WHAT THE TASK ASKS.
Word for word, copy the data that follows and skip its pictures.

EXERCISE DATA.

• • • • • • •

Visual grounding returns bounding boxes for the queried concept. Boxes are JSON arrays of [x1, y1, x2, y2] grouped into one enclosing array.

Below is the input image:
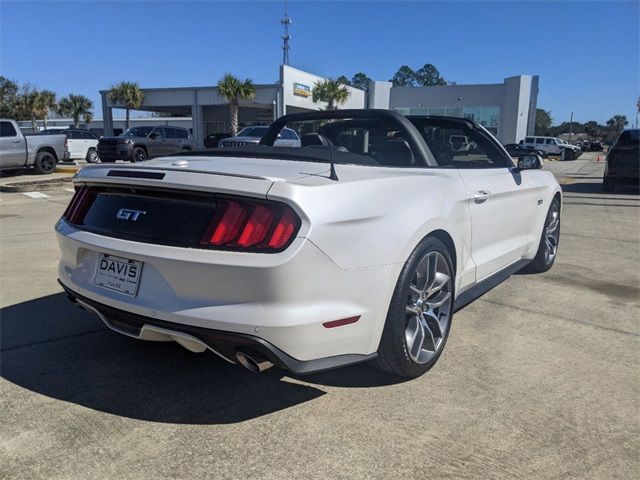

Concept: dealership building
[[97, 65, 539, 148]]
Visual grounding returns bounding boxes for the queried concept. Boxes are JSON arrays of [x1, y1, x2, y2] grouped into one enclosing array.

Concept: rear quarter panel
[[25, 134, 66, 164], [267, 166, 473, 289]]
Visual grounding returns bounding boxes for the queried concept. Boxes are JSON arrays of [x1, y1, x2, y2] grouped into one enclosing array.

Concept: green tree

• • • • • • •

PROBLEM SOLUTION.
Visual grounding returns bounding boxes for the queried concept. Boxes are JSON arrays of [x1, y1, x2, y2] grouped into one enclosing array.

Below is the input image:

Concept: dealership building
[[97, 65, 539, 148]]
Visual grounding returns bounding boxes for the queried concept. Boxes are JSON arrays of [x1, y1, x2, y2] grouped into one enclosing array.

Concept: rear quarter panel
[[25, 134, 66, 164], [267, 166, 473, 289]]
Visual grounding returns bounding boxes for the queried concept. Boxes are JSON arrays of [x1, y1, x2, y2] grouped into one enclosing array.

Concept: green tree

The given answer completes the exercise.